What is required
All of the material below is to be returned exactly.

(Location identification items)
========

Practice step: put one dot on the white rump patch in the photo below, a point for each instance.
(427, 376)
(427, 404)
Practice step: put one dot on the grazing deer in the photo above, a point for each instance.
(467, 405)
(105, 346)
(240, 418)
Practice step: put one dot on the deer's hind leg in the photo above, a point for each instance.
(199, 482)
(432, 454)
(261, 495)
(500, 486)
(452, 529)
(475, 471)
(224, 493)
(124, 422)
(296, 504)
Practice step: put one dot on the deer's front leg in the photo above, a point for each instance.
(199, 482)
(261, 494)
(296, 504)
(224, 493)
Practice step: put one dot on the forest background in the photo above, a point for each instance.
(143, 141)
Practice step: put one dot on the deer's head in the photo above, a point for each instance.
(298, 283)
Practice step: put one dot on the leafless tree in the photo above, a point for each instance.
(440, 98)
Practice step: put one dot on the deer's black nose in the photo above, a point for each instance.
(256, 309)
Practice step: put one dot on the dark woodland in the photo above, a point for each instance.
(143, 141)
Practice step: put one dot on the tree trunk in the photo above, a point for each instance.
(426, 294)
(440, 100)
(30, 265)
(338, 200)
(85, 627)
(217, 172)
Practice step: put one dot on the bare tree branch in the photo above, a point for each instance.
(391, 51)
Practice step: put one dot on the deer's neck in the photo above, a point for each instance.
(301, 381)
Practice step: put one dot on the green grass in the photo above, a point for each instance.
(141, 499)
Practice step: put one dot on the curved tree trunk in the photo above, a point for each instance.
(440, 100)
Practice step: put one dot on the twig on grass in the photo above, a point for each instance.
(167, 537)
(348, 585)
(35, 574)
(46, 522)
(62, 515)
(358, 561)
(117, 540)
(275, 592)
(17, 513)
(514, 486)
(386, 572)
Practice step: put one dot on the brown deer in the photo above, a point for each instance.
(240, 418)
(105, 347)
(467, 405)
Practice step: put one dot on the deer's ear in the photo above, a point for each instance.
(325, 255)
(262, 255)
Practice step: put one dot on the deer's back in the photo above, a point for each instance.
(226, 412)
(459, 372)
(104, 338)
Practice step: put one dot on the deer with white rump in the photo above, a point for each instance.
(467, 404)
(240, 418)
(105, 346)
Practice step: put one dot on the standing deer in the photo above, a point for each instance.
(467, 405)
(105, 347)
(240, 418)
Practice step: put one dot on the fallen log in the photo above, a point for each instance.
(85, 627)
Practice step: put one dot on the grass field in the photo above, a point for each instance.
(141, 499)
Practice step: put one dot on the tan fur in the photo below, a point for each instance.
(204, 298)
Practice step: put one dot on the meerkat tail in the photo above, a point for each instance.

========

Result of the task
Practice step: put one dot on the white rump patch in the photo below, a point for each instance.
(427, 376)
(427, 404)
Practice step: put one dot on the grazing deer in the photo above, a point for each instance.
(467, 405)
(105, 346)
(240, 418)
Practice step: put one dot on the deer's hind leg in the photo above, a point for each instance.
(199, 482)
(432, 454)
(261, 495)
(500, 486)
(452, 529)
(475, 471)
(224, 493)
(124, 422)
(296, 504)
Practice step: put one dot on the deer's front leg in the photo above, a point for each instance.
(199, 482)
(261, 494)
(296, 504)
(224, 493)
Practice step: put one dot on the forest background in the photo above, a point for each instance.
(143, 141)
Practice step: put one dot on the deer's head in the photo above, a point for each instance.
(298, 283)
Practice step: put one dot on the leafless tree in the photo above, a point for each instance.
(440, 98)
Practice step: put one dot on the deer's black nose in the photo above, a point for each instance.
(256, 309)
Practice step: put one dot on the dark woodland in the photo above, a point for each instance.
(143, 141)
Practice step: put one dot on the tree trunk in the photo above, a point for each instance.
(426, 294)
(440, 100)
(30, 265)
(338, 200)
(85, 627)
(217, 172)
Practice step: put one dot on the bare tree branch in the photo above, a point for each instance.
(391, 51)
Practice step: put one dot on the deer's neck in the photo above, a point for each instance.
(301, 381)
Practice step: put one dot on the green grass in the photo above, a point for each instance.
(141, 499)
Practice step: put one dot on the curved tree trunk in the photo above, a point for each instance.
(440, 100)
Practice step: put one dot on the twig on grass in the photo above, a point for each instance.
(167, 537)
(348, 585)
(35, 574)
(46, 522)
(62, 515)
(358, 561)
(117, 540)
(275, 592)
(17, 513)
(514, 486)
(386, 572)
Practice step: put one dot on the brown deer in the photo above, a point for each instance.
(240, 418)
(105, 347)
(467, 405)
Practice step: put one dot on the deer's ear in the photo above, a point for each instance.
(325, 255)
(262, 255)
Practice step: put one dot on the deer's back in the photo above, a point for each instance.
(226, 412)
(459, 372)
(104, 338)
Practice step: put one dot on the deer with white rump in the photo above, a point for each instance.
(467, 404)
(240, 418)
(105, 346)
Practice step: put one dot on the standing deer in the photo above, a point for each instance.
(467, 405)
(105, 347)
(240, 418)
Practice step: put one dot on the fallen log in the photo above, a point for each instance.
(85, 627)
Practice step: put one dot on the grass field in the photo above, a point for each instance.
(141, 499)
Practice step: put one dot on the tan fur in the photo below, a point for each instance.
(204, 298)
Practice step: put one dot on the meerkat tail in the photo above, a point for each instance.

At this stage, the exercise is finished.